**Material for this exercise**
[start]

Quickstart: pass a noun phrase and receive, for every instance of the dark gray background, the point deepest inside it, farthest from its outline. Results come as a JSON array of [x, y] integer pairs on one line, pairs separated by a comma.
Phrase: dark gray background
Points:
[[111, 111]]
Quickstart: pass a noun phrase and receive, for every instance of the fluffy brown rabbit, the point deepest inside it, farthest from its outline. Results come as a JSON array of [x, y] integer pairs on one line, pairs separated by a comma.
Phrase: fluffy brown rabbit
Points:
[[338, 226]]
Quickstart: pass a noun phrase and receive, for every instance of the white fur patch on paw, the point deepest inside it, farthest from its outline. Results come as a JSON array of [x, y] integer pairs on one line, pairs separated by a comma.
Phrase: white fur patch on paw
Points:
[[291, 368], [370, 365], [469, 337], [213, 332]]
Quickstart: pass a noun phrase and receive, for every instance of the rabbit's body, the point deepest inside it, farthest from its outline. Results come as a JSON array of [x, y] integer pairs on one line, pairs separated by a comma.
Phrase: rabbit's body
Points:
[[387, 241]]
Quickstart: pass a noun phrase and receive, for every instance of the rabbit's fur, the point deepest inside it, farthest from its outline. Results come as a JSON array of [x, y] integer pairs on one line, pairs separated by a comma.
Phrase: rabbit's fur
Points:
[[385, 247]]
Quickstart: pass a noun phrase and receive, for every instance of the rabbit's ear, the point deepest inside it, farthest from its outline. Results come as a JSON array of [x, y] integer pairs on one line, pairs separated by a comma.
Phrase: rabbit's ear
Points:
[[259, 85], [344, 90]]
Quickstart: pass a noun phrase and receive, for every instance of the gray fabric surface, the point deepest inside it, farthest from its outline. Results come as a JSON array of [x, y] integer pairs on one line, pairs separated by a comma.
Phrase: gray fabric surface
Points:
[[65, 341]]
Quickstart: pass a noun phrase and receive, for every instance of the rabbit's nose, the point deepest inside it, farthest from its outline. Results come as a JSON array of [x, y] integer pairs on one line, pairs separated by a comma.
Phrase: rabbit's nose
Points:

[end]

**Requirement**
Write out the full listing, keeping every line exactly as it is.

**Reply to the task**
Quickstart: pass a noun phrase and receive, for every instance of the dark gray background, the point deepest inside it, farthest from its outline. Results come as a JSON array of [x, y] integer pairs on one line, pairs separated by a comma.
Phrase: dark gray background
Points:
[[111, 111]]
Quickstart: pass a noun phrase and receive, for every instance of the fluffy brown rabbit, the point deepest inside it, farthest from its outline. Results come as a JSON array of [x, y] integer pairs on one line, pairs separated by a comma.
Phrase: fluffy brown rabbit
Points:
[[338, 226]]
Quickstart: pass a noun phrase and receive, for every instance of the white fur patch on paw, the point deepest inside it, farthest from its outline. Results come as a JSON array of [x, y] integer pairs on one line, pairs separated by a comma.
Phrase: white fur patch on paw
Points:
[[291, 368], [370, 365], [469, 337], [213, 332]]
Quickstart: pass a noun phrase and receive, for every instance of the rabbit's body, the point deepest inside it, farthest from its outline. Results come as a JSON array of [x, y] integer pairs on one line, pairs separated by a comma.
Phrase: rabbit's body
Points:
[[387, 241]]
Quickstart: pass a noun phrase and receive, for every instance of the rabbit's fur, the point deepest inside it, farthest from its outline. Results come as a JSON array of [x, y] integer pairs on one line, pairs separated by a comma.
Phrase: rabbit's fur
Points:
[[385, 247]]
Quickstart: pass a noun phrase and receive, for every instance of the rabbit's ear, the point deepest inside it, farthest from its outline. Results come as a JSON array of [x, y] integer pairs on one line, pairs separated by a comma.
Phrase: rabbit's ear
Points:
[[259, 85], [344, 90]]
Quickstart: pass a noun phrase and receive, for every instance of the gray fabric surface, the point deepest inside it, farthest from its outline. Results come as a JSON array of [x, y] integer pairs on one line, pairs separated by a comma.
Phrase: gray fabric surface
Points:
[[65, 341]]
Quickstart: pass a noun phrase and receive, for every instance of the rabbit's nose, the point deepest inside it, farthest from its outline. Results come as a JSON array of [x, y] integer pairs on one line, pairs separated by a comma.
Phrase: rabbit's nose
Points:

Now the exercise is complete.